• _Challenge_
Set down, word for word, the stretch of lines from the one containing "Can you find the dirt" to the end of the records below.

• _Stored rows_
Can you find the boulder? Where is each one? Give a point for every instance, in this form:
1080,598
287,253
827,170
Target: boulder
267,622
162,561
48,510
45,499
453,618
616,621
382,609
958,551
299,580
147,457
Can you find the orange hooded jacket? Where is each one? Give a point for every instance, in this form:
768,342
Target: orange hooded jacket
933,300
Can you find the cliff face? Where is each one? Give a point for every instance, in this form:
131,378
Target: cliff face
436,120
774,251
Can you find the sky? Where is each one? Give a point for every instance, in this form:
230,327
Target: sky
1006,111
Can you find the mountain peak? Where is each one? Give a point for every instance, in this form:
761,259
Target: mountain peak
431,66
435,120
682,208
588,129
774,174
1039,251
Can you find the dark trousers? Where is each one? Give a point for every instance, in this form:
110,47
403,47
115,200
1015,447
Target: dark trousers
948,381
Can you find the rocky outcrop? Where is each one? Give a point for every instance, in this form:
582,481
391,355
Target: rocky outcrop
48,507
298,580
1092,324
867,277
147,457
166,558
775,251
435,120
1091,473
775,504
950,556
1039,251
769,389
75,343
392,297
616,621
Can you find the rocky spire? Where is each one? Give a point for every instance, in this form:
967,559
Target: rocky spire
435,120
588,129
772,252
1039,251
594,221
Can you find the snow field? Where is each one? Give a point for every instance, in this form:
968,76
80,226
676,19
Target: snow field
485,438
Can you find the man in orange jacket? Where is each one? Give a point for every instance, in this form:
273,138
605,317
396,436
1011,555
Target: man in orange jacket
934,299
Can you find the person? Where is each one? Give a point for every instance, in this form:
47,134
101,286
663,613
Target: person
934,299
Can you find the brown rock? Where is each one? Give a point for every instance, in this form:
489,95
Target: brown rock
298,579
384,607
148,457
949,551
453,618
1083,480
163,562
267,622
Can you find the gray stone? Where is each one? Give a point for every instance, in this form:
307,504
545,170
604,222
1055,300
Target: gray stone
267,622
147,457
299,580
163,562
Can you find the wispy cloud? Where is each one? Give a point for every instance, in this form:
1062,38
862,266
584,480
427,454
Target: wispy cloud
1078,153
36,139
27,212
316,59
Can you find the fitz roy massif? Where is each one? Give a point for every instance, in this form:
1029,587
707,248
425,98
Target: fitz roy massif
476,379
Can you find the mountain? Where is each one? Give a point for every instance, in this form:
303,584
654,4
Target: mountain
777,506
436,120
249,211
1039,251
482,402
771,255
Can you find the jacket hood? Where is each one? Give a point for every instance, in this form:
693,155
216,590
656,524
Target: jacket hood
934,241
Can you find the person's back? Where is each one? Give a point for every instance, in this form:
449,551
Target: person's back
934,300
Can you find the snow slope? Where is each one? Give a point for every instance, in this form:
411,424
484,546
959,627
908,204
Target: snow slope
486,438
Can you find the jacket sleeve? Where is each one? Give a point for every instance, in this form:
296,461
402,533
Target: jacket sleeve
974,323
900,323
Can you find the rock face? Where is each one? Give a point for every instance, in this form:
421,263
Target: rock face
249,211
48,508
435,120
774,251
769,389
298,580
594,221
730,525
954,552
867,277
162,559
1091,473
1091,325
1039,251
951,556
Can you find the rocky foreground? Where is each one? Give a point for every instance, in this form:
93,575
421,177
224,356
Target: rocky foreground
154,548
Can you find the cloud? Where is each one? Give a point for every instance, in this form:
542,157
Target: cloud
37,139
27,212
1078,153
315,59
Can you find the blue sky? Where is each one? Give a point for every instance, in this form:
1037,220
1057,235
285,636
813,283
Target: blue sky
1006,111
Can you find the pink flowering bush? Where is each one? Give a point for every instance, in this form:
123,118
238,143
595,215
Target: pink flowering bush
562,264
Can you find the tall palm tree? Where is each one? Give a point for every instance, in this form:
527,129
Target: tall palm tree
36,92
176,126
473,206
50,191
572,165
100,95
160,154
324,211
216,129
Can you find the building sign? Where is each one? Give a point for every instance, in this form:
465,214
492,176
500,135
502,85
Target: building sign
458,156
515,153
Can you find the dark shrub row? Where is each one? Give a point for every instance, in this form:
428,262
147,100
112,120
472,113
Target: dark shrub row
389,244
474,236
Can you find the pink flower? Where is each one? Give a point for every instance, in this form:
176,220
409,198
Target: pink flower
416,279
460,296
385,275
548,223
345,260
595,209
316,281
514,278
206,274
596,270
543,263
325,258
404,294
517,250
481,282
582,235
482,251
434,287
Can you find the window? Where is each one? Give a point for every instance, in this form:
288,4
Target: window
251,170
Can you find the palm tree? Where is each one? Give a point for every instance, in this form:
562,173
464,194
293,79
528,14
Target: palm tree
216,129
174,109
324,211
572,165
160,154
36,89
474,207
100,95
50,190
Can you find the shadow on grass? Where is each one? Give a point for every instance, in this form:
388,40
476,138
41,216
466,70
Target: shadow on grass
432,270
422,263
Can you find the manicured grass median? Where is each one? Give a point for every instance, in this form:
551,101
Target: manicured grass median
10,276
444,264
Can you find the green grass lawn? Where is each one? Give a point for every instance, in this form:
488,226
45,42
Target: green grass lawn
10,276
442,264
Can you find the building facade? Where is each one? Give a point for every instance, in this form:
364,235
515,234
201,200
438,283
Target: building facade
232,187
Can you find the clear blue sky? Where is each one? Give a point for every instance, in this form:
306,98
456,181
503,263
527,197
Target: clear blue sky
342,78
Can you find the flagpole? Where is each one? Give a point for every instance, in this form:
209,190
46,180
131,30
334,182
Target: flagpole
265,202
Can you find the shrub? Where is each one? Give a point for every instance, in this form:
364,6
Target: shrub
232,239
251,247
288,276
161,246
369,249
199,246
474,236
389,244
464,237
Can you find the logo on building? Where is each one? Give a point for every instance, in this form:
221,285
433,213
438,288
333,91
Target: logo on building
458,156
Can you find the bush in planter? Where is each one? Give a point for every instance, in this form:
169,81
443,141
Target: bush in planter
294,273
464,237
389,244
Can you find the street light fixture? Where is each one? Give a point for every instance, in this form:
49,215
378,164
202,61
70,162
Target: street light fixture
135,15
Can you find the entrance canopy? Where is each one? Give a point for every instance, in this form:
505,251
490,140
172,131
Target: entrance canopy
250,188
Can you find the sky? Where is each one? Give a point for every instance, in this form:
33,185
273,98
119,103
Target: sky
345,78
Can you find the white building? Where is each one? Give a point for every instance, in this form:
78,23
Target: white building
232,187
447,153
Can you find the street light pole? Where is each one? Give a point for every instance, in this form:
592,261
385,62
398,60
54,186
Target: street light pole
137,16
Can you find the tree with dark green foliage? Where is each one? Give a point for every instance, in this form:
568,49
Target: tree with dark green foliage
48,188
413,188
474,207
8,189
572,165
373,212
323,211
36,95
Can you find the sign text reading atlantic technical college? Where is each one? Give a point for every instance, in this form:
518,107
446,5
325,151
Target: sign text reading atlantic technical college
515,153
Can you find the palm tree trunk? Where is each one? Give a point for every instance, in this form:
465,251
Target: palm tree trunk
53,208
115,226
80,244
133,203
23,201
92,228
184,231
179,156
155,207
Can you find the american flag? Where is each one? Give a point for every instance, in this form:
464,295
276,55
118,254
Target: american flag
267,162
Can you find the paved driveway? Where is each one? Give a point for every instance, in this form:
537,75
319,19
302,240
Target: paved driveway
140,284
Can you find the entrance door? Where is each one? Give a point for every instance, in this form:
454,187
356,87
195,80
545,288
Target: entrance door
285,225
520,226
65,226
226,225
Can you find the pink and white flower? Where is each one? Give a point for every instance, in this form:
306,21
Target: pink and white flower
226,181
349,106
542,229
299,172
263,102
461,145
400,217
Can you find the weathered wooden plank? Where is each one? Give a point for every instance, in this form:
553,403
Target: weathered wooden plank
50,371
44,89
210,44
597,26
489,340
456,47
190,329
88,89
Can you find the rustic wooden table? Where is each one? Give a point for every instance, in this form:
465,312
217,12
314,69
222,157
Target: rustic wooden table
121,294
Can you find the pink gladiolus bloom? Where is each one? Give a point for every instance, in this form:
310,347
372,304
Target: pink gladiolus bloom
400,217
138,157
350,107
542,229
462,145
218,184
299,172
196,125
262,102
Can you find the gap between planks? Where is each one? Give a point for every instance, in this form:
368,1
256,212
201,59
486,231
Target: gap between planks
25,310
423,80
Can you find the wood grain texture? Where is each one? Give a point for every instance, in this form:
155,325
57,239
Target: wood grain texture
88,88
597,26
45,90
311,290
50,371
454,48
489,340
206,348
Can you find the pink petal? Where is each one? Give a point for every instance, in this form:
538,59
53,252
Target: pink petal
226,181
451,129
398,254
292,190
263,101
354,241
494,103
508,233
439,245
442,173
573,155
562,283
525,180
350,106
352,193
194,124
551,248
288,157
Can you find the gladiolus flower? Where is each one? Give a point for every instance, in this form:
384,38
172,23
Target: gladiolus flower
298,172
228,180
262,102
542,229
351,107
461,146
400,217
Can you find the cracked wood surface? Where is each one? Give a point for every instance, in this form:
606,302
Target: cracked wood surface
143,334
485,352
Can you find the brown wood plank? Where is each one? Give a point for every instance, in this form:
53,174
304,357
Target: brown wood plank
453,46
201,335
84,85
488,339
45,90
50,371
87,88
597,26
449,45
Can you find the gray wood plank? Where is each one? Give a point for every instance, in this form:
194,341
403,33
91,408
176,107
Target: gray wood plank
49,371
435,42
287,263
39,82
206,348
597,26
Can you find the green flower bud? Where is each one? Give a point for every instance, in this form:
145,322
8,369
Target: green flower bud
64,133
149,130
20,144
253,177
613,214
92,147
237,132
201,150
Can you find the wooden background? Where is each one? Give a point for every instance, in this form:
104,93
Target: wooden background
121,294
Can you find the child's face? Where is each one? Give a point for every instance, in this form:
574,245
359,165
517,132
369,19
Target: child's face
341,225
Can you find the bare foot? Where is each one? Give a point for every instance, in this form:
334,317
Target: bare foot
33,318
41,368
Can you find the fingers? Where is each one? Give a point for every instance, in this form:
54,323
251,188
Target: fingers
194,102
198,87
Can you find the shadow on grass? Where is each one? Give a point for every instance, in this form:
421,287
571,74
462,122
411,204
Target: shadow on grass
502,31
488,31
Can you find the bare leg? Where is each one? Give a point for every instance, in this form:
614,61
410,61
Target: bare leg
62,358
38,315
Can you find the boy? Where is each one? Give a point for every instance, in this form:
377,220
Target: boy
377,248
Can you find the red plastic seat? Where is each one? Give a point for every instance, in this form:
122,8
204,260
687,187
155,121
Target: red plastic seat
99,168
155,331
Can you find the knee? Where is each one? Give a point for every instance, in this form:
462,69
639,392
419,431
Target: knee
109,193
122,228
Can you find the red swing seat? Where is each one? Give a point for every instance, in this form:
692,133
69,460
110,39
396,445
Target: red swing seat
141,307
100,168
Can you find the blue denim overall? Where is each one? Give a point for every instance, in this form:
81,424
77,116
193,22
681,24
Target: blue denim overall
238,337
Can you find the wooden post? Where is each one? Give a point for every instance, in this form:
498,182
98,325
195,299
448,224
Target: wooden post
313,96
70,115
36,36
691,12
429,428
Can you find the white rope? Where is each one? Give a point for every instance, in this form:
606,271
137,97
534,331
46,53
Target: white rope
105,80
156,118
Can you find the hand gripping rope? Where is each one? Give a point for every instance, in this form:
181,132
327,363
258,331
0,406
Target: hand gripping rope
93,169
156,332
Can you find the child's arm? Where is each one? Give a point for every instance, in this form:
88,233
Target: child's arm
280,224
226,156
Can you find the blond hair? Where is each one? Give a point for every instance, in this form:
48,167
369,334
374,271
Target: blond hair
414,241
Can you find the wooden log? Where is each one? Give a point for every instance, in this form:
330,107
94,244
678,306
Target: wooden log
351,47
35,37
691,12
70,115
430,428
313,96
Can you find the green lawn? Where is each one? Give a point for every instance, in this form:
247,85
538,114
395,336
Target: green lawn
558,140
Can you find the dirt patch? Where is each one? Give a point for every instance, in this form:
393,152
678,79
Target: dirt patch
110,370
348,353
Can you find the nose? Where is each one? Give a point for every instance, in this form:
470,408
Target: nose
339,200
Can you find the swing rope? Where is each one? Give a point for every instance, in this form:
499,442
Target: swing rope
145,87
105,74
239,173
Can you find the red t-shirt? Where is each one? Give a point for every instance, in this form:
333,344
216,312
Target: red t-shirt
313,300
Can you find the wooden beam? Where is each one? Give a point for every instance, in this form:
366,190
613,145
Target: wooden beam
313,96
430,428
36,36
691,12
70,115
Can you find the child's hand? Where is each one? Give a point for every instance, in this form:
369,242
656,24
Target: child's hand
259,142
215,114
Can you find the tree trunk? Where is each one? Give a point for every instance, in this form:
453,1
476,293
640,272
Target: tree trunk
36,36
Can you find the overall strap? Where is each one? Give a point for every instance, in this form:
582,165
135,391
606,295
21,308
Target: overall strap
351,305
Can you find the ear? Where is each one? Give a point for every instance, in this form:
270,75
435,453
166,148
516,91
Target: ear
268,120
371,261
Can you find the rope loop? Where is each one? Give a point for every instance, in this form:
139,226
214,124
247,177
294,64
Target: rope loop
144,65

• _Worked solution_
Can you find the dirt patch? Where is each one? Give a point for every instance, in this form:
393,152
678,79
Target: dirt patch
110,370
348,353
Can you find the nose? Where is each one? Give a point for every instance, in this form:
470,408
Target: nose
339,200
Can you find the swing rope? Where is each one? Give a point for every instance, in this form:
499,442
Target: swing rope
145,87
105,74
239,173
Can you find the red t-shirt? Where is each one? Give a point for every instance, in this form:
333,344
216,312
Target: red t-shirt
313,300
Can you find the wooden beam? Where is each one? Give a point for every instance, in this form:
366,190
613,145
Target: wooden beam
313,96
430,428
36,36
691,12
70,115
Can you find the child's hand? Where is each one? Give a point for every instance, in this form:
369,242
656,24
Target: child's hand
259,142
215,114
Can you find the tree trunk? Where is each one? Give a point for every instance, in this form:
453,1
476,293
640,272
Target: tree trunk
36,36
Can you find the overall strap? Where is each one? Give a point for every instance, in this form:
582,165
135,391
606,295
21,308
Target: overall strap
351,305
Can you find the ear? Where is each one? Give a point for every instance, in this form:
270,75
435,453
166,148
516,91
Target: ear
268,120
371,261
Can you find the rope loop? Where is each one? Give a point for every instance, in this form:
139,226
214,124
247,177
294,64
Target: rope loop
144,65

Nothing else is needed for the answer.